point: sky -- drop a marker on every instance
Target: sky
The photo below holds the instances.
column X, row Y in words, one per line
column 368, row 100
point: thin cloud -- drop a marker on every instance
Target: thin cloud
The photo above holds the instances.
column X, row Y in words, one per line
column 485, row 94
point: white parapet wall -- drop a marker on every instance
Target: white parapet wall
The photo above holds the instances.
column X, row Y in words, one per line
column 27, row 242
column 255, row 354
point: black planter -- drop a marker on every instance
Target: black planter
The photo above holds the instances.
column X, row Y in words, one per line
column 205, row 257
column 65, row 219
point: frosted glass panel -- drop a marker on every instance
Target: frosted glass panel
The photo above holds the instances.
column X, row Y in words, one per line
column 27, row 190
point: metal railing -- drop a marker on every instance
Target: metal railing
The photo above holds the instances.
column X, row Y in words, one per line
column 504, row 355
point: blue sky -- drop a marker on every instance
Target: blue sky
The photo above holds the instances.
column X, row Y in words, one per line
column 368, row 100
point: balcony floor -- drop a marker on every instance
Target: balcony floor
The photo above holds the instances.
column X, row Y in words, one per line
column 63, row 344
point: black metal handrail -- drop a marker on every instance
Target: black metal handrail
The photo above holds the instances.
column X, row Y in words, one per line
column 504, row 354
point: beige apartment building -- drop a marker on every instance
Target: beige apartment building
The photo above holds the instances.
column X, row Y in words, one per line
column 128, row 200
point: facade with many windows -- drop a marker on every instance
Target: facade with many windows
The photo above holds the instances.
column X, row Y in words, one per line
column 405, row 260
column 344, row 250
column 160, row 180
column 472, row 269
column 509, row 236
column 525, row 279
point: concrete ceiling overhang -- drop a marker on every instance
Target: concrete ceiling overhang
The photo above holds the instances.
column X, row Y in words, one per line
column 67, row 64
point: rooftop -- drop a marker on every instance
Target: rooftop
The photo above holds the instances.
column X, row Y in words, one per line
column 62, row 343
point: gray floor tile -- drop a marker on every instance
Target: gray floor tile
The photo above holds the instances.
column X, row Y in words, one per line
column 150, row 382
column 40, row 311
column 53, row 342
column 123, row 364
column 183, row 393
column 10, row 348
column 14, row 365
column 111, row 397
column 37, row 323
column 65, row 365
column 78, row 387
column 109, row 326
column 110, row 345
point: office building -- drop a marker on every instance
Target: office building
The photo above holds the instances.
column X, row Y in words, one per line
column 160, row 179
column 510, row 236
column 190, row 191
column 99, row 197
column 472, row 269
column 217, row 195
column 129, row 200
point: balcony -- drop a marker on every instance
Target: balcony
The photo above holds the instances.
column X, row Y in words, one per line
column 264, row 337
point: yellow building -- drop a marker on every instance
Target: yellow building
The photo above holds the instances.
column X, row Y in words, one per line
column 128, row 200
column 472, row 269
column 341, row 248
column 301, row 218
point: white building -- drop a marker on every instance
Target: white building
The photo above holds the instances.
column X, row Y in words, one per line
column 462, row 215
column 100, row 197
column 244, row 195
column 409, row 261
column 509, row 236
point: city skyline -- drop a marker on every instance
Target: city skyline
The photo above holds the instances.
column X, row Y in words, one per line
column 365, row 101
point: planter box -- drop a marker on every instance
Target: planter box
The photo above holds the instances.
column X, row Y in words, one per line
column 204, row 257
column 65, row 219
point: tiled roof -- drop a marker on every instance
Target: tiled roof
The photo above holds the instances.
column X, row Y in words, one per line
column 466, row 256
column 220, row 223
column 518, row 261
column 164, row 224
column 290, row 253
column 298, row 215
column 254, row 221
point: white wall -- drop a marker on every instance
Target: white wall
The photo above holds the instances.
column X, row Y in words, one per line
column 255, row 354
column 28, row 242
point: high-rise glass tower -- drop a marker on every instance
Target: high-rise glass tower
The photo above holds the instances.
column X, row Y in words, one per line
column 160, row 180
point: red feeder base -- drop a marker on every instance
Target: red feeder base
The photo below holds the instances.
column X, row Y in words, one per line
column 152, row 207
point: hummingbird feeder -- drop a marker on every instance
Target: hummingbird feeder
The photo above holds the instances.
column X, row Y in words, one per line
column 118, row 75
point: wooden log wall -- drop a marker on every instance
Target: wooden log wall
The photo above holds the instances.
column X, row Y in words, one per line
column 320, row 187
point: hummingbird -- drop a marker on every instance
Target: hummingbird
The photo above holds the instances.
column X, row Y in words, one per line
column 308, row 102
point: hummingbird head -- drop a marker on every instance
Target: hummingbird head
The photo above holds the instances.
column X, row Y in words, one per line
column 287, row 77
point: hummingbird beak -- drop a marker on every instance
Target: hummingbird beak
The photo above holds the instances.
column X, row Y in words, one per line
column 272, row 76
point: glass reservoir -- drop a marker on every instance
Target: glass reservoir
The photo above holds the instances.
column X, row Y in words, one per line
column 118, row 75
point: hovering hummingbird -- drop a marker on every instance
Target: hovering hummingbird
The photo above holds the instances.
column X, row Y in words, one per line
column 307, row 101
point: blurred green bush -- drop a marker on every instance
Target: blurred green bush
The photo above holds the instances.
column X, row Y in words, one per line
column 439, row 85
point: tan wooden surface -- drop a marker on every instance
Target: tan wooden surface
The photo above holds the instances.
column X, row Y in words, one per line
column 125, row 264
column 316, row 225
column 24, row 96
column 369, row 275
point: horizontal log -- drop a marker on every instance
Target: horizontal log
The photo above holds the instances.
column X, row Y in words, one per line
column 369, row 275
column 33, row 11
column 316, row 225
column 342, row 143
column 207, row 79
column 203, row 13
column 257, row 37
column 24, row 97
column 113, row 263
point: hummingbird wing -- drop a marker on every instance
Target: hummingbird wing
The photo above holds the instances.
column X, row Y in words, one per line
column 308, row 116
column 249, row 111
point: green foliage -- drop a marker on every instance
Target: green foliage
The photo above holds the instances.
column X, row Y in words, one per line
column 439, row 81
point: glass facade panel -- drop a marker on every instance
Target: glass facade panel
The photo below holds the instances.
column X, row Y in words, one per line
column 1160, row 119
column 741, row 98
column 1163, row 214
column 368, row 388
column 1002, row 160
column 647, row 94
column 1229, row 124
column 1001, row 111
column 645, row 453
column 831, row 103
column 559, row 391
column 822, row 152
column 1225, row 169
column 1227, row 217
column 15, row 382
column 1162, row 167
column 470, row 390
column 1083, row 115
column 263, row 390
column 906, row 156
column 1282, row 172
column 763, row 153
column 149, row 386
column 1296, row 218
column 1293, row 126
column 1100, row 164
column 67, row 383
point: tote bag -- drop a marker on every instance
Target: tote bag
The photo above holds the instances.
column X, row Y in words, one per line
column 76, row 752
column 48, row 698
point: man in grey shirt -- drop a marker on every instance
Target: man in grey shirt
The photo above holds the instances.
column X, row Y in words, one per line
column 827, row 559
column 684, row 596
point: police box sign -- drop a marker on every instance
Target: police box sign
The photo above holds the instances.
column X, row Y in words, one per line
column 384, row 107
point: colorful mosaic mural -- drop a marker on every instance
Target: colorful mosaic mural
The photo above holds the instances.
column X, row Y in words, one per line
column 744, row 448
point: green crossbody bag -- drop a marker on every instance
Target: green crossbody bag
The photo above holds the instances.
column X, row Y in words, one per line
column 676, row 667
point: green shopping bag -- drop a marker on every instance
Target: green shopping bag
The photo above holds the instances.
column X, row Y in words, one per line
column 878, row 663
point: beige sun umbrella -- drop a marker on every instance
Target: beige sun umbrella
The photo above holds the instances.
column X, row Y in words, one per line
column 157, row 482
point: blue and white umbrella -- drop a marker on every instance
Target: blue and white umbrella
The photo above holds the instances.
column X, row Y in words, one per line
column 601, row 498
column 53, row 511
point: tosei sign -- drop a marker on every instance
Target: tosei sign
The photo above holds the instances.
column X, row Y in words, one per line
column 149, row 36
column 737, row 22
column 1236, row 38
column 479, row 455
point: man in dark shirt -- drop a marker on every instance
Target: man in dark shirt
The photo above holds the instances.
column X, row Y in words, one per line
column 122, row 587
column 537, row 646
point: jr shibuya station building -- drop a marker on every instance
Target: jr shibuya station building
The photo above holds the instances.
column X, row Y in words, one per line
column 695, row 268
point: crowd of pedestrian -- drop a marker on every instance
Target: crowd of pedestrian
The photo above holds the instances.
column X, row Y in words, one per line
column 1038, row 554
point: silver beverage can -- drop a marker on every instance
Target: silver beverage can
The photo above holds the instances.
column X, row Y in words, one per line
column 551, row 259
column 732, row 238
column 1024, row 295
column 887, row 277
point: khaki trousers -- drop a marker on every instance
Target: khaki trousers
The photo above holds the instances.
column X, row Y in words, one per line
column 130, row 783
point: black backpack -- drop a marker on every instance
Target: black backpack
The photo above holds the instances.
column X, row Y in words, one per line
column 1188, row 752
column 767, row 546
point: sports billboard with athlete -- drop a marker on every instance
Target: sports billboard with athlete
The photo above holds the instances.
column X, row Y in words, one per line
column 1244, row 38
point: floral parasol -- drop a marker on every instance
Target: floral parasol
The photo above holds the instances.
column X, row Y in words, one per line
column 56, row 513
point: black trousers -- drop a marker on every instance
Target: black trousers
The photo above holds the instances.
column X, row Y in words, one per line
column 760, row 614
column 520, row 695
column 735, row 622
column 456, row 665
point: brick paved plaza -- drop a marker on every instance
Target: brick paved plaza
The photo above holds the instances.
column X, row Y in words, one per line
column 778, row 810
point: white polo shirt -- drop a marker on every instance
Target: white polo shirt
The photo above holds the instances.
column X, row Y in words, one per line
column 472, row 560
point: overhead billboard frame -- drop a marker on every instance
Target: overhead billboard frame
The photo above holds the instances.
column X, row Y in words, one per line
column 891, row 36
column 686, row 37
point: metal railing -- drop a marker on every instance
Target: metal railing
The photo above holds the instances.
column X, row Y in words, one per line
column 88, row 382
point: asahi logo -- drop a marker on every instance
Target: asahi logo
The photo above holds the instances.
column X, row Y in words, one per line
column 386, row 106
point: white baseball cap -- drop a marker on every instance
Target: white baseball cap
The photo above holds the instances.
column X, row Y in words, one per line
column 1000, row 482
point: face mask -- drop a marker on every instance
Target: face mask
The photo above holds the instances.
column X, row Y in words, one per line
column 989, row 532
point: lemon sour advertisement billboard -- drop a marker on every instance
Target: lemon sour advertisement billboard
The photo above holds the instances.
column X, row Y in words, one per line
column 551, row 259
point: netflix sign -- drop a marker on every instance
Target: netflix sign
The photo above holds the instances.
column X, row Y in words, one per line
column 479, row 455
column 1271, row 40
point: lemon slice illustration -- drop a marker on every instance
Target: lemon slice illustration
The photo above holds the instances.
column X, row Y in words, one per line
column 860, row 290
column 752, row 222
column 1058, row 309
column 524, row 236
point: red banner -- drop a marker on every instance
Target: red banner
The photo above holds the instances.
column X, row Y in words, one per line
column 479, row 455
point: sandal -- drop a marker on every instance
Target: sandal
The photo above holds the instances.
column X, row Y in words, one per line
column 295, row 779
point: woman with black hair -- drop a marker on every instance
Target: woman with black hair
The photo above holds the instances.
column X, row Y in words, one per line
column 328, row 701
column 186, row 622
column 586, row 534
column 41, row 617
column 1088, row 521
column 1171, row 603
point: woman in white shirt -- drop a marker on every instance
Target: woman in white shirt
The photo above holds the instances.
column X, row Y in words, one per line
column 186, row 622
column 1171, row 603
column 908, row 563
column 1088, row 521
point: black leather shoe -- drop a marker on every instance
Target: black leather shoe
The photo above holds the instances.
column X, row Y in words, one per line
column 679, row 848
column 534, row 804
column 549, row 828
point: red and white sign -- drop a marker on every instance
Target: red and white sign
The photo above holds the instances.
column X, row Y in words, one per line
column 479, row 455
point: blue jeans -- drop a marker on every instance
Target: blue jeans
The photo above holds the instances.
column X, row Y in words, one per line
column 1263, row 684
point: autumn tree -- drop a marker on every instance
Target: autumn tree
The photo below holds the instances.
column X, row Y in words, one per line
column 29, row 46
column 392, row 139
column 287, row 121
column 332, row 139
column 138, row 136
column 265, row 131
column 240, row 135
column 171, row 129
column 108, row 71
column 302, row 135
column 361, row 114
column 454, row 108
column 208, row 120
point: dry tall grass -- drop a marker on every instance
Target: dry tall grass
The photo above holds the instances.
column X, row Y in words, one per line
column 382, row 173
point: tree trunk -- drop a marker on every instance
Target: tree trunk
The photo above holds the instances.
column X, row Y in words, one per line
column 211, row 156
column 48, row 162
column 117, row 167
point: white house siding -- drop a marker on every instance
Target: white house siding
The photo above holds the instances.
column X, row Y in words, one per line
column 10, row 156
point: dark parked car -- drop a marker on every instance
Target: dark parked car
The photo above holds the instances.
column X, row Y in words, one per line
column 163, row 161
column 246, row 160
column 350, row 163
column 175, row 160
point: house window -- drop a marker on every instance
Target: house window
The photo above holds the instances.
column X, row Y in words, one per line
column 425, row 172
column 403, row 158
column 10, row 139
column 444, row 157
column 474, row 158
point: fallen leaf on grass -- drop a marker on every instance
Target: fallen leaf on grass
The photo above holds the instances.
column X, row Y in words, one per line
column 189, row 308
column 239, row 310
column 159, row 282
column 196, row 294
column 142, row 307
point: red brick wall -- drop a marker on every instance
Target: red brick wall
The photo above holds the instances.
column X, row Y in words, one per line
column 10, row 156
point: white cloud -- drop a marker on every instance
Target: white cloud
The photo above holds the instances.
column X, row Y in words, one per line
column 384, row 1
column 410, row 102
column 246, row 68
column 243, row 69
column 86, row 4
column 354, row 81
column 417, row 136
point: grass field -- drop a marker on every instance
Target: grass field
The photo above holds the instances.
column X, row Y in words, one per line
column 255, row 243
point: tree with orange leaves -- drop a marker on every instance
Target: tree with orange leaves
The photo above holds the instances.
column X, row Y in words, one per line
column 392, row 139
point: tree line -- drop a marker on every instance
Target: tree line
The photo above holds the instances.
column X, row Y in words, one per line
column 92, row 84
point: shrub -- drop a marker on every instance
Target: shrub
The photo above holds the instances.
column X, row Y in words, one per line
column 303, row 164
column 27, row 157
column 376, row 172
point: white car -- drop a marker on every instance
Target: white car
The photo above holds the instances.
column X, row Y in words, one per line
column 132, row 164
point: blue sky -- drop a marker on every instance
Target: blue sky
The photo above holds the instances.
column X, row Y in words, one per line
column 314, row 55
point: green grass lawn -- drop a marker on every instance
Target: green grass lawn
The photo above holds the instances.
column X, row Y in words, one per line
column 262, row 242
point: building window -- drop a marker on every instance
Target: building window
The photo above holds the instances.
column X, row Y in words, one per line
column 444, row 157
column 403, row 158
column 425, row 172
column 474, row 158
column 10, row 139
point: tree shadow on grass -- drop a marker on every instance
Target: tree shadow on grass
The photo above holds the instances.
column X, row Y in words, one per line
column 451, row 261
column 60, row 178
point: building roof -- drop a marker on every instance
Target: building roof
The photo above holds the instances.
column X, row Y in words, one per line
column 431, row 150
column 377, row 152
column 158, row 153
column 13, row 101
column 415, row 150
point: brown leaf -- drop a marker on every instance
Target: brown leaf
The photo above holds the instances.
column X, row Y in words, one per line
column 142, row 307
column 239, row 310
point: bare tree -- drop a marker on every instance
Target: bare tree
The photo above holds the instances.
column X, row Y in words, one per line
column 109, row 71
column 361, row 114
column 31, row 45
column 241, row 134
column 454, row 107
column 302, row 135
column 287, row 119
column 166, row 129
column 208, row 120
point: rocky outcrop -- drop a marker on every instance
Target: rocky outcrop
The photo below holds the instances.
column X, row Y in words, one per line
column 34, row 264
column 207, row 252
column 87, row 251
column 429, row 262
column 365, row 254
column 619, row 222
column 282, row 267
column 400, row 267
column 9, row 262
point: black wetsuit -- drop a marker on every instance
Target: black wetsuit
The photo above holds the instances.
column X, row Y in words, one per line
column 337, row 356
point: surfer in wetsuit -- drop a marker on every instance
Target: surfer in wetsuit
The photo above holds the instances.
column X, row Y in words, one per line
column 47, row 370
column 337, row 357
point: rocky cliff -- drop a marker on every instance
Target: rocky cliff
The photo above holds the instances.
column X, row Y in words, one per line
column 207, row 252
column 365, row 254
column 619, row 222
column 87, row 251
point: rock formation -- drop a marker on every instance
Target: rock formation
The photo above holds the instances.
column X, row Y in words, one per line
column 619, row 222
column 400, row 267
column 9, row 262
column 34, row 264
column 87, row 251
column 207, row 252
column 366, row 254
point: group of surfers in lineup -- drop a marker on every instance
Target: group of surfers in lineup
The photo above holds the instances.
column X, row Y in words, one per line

▶ **Given exercise**
Turn the lines above, starting at the first one and ending at the line that contains "column 504, row 355", into a Markdown table with two columns headed No. and Line. Give each line its own row with a running number, and skip any blank lines.

▶ **Task response**
| No. | Line |
|---|---|
| 1 | point: sky -- drop a marker on every instance |
| 2 | Target: sky |
| 3 | The photo below holds the instances. |
| 4 | column X, row Y in words, one per line |
| 5 | column 368, row 100 |
| 6 | point: thin cloud -- drop a marker on every instance |
| 7 | Target: thin cloud |
| 8 | The photo above holds the instances. |
| 9 | column X, row Y in words, one per line |
| 10 | column 485, row 94 |
| 11 | point: white parapet wall -- drop a marker on every instance |
| 12 | Target: white parapet wall |
| 13 | The photo above holds the instances. |
| 14 | column X, row Y in words, one per line |
| 15 | column 27, row 242 |
| 16 | column 255, row 354 |
| 17 | point: black planter -- drop a marker on every instance |
| 18 | Target: black planter |
| 19 | The photo above holds the instances. |
| 20 | column X, row Y in words, one per line |
| 21 | column 205, row 257 |
| 22 | column 65, row 219 |
| 23 | point: frosted glass panel -- drop a marker on every instance |
| 24 | Target: frosted glass panel |
| 25 | The photo above holds the instances. |
| 26 | column X, row Y in words, one per line |
| 27 | column 27, row 190 |
| 28 | point: metal railing -- drop a marker on every instance |
| 29 | Target: metal railing |
| 30 | The photo above holds the instances. |
| 31 | column X, row Y in words, one per line |
| 32 | column 504, row 355 |